• [PARTS OF THE EXERCISE]
1. List every pattern string passed as the second argument to REGEXP_LIKE in the Oracle regular expression tutorial below, in order of appearance.
2. Answer these questions from the Oracle regular expression tutorial below:
(a) Which DEPARTMENT_ID do the queries under "Non Matching Character List ([^…])" filter on?
(b) According to the tutorial, what result does the query using '[^HF]a' give?
(c) With which letter pairs does LAST_NAME start in the data returned by the '[R|B]a' query?
3. Carry on the Oracle regular expression tutorial below, starting right after its final sentence.

** start of SUPPLIED TEXT **

SELECT * FROM EMPLOYEES WHERE REGEXP_LIKE(LAST_NAME, 'z{1,3}');
Matching Character List ([…]):
SELECT * FROM EMPLOYEES WHERE REGEXP_LIKE(LAST_NAME, '[avi]');
The above example returns the data set containing any single character of the group [avi] or all.
Non Matching Character List ([^…]):
SELECT * FROM EMPLOYEES WHERE DEPARTMENT_ID = 20;
SELECT * FROM EMPLOYEES WHERE DEPARTMENT_ID = 20 AND REGEXP_LIKE(LAST_NAME, '[^H]a');
In the above example data showing for DEPATMENT_ID 20, where LAST_NAME which is not started with H and followed by a.
SELECT * FROM EMPLOYEES WHERE DEPARTMENT_ID = 20 AND REGEXP_LIKE(LAST_NAME, '[^F]a');
In the above example data showing for DEPATMENT_ID 20, where LAST_NAME which is not started with F and followed by a.
SELECT * FROM EMPLOYEES WHERE DEPARTMENT_ID = 20 AND REGEXP_LIKE(LAST_NAME, '[^HF]a');
In the above example data showing for DEPATMENT_ID 20, where LAST_NAME which is not started with F or H and followed by a. No such data is available in this case.
Or (|):
SELECT * FROM EMPLOYEES WHERE DEPARTMENT_ID = 30;
SELECT * FROM EMPLOYEES WHERE DEPARTMENT_ID = 30 AND REGEXP_LIKE(LAST_NAME, '[R|B]a');
In the above example data showing LAST_NAME starts with either Ra or Ba.
SELECT * FROM EMPLOYEES WHERE DEPARTMENT_ID = 30 AND REGEXP_LIKE(LAST_NAME, '[T|Kh|C]o');
In the above example, query returns data, where LAST_NAME starts with either To, Kho or Co.

** end of SUPPLIED TEXT **
** start of INFORMATION SUPPLIED **

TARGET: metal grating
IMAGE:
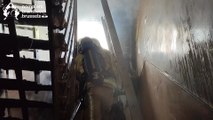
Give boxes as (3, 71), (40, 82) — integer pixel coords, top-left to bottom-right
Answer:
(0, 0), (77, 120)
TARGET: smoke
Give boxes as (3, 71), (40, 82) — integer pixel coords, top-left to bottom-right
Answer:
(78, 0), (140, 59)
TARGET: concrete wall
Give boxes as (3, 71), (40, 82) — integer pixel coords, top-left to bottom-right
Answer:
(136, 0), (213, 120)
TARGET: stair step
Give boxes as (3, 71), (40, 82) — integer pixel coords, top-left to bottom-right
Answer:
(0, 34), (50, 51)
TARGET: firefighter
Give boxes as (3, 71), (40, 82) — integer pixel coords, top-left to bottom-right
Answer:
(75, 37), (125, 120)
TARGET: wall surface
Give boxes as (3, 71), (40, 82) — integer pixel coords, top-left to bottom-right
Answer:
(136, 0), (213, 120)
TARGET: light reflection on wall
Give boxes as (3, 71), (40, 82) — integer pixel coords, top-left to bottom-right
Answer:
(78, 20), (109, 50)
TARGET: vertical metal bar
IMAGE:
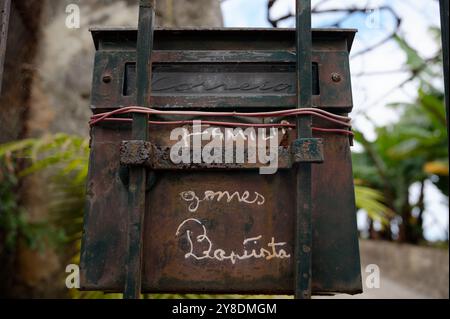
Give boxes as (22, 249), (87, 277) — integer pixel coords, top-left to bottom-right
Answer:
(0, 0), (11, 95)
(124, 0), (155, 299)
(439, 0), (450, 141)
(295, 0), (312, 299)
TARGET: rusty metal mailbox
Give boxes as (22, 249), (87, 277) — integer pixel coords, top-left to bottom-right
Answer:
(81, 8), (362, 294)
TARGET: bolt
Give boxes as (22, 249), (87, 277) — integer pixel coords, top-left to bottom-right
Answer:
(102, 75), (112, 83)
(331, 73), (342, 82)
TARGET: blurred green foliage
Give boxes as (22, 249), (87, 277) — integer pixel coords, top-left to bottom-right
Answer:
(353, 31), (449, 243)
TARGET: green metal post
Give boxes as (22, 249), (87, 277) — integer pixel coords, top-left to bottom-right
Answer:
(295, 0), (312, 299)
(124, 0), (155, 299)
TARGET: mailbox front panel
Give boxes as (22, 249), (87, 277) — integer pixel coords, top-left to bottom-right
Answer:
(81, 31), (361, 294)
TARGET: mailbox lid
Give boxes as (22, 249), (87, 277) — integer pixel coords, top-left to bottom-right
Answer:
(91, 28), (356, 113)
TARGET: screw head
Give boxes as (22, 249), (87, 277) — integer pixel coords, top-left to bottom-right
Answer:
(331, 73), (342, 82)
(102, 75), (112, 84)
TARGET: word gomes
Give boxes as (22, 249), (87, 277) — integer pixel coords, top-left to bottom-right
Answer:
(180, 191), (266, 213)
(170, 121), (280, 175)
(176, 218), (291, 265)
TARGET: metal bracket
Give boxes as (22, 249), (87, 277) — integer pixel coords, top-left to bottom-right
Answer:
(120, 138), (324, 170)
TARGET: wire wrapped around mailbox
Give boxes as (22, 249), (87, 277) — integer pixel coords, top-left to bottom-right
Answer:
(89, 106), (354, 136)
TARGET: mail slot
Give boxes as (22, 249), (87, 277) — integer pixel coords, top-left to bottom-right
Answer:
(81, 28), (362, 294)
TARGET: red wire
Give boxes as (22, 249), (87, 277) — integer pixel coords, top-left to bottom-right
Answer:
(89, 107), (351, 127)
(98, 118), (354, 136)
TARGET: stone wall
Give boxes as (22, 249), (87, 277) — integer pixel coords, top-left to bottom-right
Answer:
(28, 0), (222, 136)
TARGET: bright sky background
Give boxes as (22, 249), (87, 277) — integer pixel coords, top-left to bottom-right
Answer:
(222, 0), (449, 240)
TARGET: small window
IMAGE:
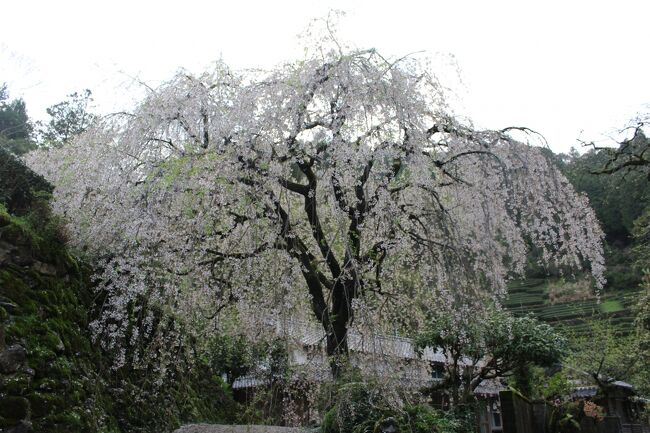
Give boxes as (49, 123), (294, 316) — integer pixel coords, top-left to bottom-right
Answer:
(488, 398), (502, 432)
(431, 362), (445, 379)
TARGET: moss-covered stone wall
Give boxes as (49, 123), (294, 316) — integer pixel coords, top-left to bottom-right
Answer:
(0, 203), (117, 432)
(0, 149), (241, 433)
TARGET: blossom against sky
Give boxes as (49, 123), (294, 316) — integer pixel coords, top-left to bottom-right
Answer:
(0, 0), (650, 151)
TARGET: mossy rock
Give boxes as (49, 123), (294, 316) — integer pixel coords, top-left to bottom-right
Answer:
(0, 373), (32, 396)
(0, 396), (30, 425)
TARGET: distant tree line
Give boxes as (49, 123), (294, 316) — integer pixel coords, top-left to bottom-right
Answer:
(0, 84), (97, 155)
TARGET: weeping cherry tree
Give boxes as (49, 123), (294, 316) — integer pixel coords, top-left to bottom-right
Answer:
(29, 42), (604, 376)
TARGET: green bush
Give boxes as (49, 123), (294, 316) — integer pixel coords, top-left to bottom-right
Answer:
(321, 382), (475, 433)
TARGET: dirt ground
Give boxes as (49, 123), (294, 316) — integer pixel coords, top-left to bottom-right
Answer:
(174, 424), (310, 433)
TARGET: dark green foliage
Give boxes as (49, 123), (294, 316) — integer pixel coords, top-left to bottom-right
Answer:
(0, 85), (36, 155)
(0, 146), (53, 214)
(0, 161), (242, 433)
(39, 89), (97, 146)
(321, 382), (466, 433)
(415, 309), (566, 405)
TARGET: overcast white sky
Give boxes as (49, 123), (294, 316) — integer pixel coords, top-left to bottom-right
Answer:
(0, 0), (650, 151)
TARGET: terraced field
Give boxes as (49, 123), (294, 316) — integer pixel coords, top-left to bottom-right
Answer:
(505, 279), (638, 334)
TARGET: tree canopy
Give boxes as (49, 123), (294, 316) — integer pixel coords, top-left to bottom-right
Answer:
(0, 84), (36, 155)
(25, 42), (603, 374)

** end of INFORMATION SUPPLIED **

• [ANSWERS FOR THE EXERCISE]
1.
'z{1,3}'
'[avi]'
'[^H]a'
'[^F]a'
'[^HF]a'
'[R|B]a'
'[T|Kh|C]o'

2.
(a) DEPARTMENT_ID 20.
(b) No such data is available.
(c) Ra or Ba.

3.
Subexpression or Grouping ( … ) :
SELECT * FROM EMPLOYEES WHERE DEPARTMENT_ID = 60;
SELECT * FROM EMPLOYEES WHERE DEPARTMENT_ID = 60 AND REGEXP_LIKE(LAST_NAME, '(st)');
In the above example data set returns that contains st in the LAST_NAME.
Backreference(\n):
SELECT * FROM EMPLOYEES WHERE DEPARTMENT_ID = 60;
SELECT REGEXP_REPLACE(A.PHONE_NUMBER, '([[:digit:]]{3})\.([[:digit:]]{3})\.([[:digit:]]{4})', '(\1 \2 - \3)') REGEX_PHONE_NUMBER, A.* FROM EMPLOYEES A WHERE A.DEPARTMENT_ID = 60;
In the above data set, new format has been provided to PHONE_NUMBER column with backreference operator.
Character (\):
SELECT REGEXP_REPLACE(A.JOB_ID, '\_', '-') REGEX_JOBID, A.* FROM EMPLOYEES A WHERE A.DEPARTMENT_ID = 60;
In the above data set JOB_ID column, '_' has been replaced by '-' with Escape character.
Beginning of Line Anchor (^):
SELECT * FROM EMPLOYEES WHERE REGEXP_LIKE(LAST_NAME, '^Pat');
In the above example data set returns those data where LAST_NAME starts with Pat.
End of Line Anchor ($):
SELECT * FROM EMPLOYEES WHERE REGEXP_LIKE(LAST_NAME, 'an$');
In the above example data returns those data where LAST_NAME ends with an.
POSIX character Class ( [:class:] ):
UPDATE EMPLOYEES SET EMAIL = EMAIL||'@123' WHERE EMPLOYEE_ID IN (104, 105); 2 rows updated.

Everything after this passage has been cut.